**Consignes**
1 > D'après le texte sur les standards du Web, à qui la nouvelle génération de sites serait-elle particulièrement plus accessible ?
2 > Poursuivez le texte sur les standards du Web à la suite de sa dernière phrase.

**Bloc de texte**
===
Ainsi apparaît une façon radicalement différente de concevoir la création de sites Web. Nous sommes bien loin des illustrations faites au pinceau à un poil et des mises en page au pixel près. Les priorité sont ailleurs, plus proches du contenu et de l'usage qu'en fait le lecteur.

Les fabuleux standards du Web entre résistance et appropriation

Tout est en place pour une nouvelle génération de sites Web, plus universels, plus accessibles (particulièrement aux handicapés), mais aussi, dont le contenu serait plus adaptable aux attentes ou aux usages des internautes. Mais quelque chose résiste, la mutation tarde.

Trop complexe ?

Nous rencontrons tous de grandes difficultés pour convaincre de la pertinence de l'utilisation de ces techniques dès à présent. Que se passe-t-il ? Le W3C a-t-il sorti une « usine à gaz » trop complexe pour que le plus grand nombre se l'approprie ? Les convaincus de la première heure que nous sommes sont-ils incapables d'expliquer simplement ce qui les passionnent ?
===
**Données fournies**
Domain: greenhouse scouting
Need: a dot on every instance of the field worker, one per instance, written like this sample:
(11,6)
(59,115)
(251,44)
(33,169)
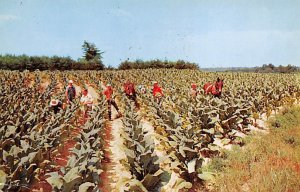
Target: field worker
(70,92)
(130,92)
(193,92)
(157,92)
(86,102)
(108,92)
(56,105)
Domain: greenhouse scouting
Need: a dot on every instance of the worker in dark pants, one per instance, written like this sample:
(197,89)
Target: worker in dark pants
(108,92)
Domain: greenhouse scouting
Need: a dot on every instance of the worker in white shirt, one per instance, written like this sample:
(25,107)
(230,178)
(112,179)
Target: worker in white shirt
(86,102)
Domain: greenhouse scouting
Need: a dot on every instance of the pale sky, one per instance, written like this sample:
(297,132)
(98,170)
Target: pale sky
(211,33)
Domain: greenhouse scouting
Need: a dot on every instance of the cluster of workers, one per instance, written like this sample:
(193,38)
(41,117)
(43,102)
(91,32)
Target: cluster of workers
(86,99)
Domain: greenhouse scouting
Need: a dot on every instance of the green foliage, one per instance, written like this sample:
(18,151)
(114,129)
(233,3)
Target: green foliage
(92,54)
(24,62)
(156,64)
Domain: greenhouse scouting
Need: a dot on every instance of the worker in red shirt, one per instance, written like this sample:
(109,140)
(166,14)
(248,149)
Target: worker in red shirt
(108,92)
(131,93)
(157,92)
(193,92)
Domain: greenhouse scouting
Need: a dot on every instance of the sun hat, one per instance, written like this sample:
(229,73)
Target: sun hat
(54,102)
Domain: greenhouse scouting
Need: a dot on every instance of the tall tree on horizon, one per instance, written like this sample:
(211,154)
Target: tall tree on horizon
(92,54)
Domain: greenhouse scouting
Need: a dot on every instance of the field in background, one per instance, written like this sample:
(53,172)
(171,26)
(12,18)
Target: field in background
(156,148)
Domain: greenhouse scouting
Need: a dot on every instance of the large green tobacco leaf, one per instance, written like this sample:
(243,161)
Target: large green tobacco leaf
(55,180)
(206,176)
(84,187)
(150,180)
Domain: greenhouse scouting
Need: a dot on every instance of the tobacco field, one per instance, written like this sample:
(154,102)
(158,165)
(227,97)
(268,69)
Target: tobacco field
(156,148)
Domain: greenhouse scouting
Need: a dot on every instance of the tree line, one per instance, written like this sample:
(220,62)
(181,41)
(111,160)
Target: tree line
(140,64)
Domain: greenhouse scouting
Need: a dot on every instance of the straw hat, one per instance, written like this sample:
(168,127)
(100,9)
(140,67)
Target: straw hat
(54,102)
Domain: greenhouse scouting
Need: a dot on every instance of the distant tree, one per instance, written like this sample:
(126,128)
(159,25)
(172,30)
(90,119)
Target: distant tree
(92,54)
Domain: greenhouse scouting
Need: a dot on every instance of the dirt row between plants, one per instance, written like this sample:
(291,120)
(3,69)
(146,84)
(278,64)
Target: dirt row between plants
===
**Réponses par consigne**
1 > Aux handicapés.

2 >
Longtemps j'ai « traîné » ces questions sans entrevoir le moindre début d'une réponse. Et puis un jour, je tombe sur un « post » de Tristan Nitot dans la liste de discussion de pompage.net. Après avoir énuméré les bonnes raisons de passer aux nouveaux standards du Web, il conclue : Rien que cela impose au développeur le « lâcher prise » enseigné dans le Tao. Lâcher prise ! Mais bien sûr ! En clamant que le concepteur de site Web devait prendre en compte le contexte utilisateur, je n'avais fait qu'une partie du chemin. Il doit en plus « lâcher prise », accepter l'idée qu'il ne maîtrisera jamais totalement cet autre versant de la communication qui appartient à l'utilisateur. Voici un enjeu d'un tout autre ordre.

Du conteur à l'hypertexte

Dès lors, les choses s'éclairent. C'est tout naturellement que nous revient en mémoire ce que Christian Vandendorpe, évoque dans son remarquable essai : « Du papyrus à l'hypertexte ». Et nos questions sur les résistances aux Standards nous renvoient désormais à la longue histoire de la communication...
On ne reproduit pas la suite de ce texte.